:: Exercise brief ::
Reproduce, character for character, the entries from their opening line through the line with "Q: Point to the shorts".

:: Dataset entries ::

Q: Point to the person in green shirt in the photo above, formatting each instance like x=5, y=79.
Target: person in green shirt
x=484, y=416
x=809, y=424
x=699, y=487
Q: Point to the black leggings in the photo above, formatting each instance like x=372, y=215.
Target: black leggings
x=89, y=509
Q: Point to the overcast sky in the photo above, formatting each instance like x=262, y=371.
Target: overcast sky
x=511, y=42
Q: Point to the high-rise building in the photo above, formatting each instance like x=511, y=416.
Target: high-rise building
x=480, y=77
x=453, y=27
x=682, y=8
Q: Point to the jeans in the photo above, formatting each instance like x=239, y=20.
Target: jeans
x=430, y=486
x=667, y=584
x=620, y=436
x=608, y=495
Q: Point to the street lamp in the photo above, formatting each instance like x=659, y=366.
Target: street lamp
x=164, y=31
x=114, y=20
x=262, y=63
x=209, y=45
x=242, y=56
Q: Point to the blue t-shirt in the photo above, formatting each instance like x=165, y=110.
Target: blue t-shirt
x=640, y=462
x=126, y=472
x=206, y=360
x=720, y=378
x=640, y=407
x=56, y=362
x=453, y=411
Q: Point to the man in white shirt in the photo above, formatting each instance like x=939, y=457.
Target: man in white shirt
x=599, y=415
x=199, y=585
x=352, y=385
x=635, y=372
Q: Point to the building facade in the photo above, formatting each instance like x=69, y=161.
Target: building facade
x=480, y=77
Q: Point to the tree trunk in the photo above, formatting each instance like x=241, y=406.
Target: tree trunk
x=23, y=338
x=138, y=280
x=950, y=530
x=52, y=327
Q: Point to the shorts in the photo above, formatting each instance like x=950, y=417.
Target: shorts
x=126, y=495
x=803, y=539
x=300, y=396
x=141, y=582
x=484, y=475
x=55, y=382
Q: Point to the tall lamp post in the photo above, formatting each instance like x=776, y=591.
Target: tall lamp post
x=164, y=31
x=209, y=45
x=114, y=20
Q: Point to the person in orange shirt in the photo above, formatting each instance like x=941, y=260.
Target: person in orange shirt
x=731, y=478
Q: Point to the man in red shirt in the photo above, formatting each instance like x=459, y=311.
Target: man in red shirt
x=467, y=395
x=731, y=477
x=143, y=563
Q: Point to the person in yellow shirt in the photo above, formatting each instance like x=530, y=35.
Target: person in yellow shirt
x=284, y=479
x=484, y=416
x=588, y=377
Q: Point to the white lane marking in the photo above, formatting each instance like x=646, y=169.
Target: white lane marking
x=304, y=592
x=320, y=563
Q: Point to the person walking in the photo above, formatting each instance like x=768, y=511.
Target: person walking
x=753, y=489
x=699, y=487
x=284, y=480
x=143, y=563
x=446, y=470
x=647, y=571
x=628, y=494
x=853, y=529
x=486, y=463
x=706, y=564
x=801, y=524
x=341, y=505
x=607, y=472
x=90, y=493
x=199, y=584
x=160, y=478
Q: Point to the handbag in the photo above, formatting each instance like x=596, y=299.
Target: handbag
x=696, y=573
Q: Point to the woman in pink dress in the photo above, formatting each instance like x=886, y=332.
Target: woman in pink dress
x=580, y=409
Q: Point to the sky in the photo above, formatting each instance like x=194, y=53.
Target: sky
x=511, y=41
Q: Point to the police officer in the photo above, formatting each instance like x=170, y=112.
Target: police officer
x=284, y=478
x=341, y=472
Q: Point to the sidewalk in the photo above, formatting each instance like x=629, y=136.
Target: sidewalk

:: The answer ::
Q: Point to the person in green shirt in the photo above, formatting each instance like x=5, y=79.
Target: person in green shirt
x=484, y=416
x=809, y=424
x=699, y=487
Q: Point to the black leggings in the photo above, formatting each instance like x=372, y=215.
Target: black leggings
x=89, y=509
Q: Point to the overcast sky in the photo above, formatting each instance like x=262, y=371.
Target: overcast sky
x=511, y=42
Q: Point to the high-rise building in the photo above, formatting each instance like x=511, y=416.
Target: high-rise building
x=480, y=77
x=453, y=27
x=682, y=8
Q: Point to the jeans in the photo above, formatting each instance like x=239, y=20.
Target: jeans
x=430, y=486
x=667, y=584
x=620, y=436
x=608, y=495
Q: Point to the street lamp in the photo above, formatting each instance like x=659, y=366.
Target: street lamp
x=164, y=31
x=114, y=20
x=262, y=63
x=209, y=45
x=242, y=56
Q: Point to the blue t-shirt in the photo above, formatting each instance like x=165, y=110.
Target: blue t-shirt
x=640, y=462
x=126, y=472
x=206, y=360
x=720, y=378
x=640, y=407
x=56, y=362
x=453, y=411
Q: Point to the man in white shirt in the photo above, formatting each instance like x=939, y=457.
Target: man in white shirt
x=599, y=415
x=199, y=585
x=352, y=385
x=635, y=372
Q: Point to the building facade in the photo above, formatting each instance like x=69, y=161.
Target: building facade
x=480, y=77
Q: Point to the tree trunk in the photo above, formatting each instance like x=241, y=406.
Target: tree trunk
x=23, y=338
x=138, y=280
x=950, y=530
x=52, y=327
Q: Point to the shorts in the photo above, formatting each instance like x=950, y=417.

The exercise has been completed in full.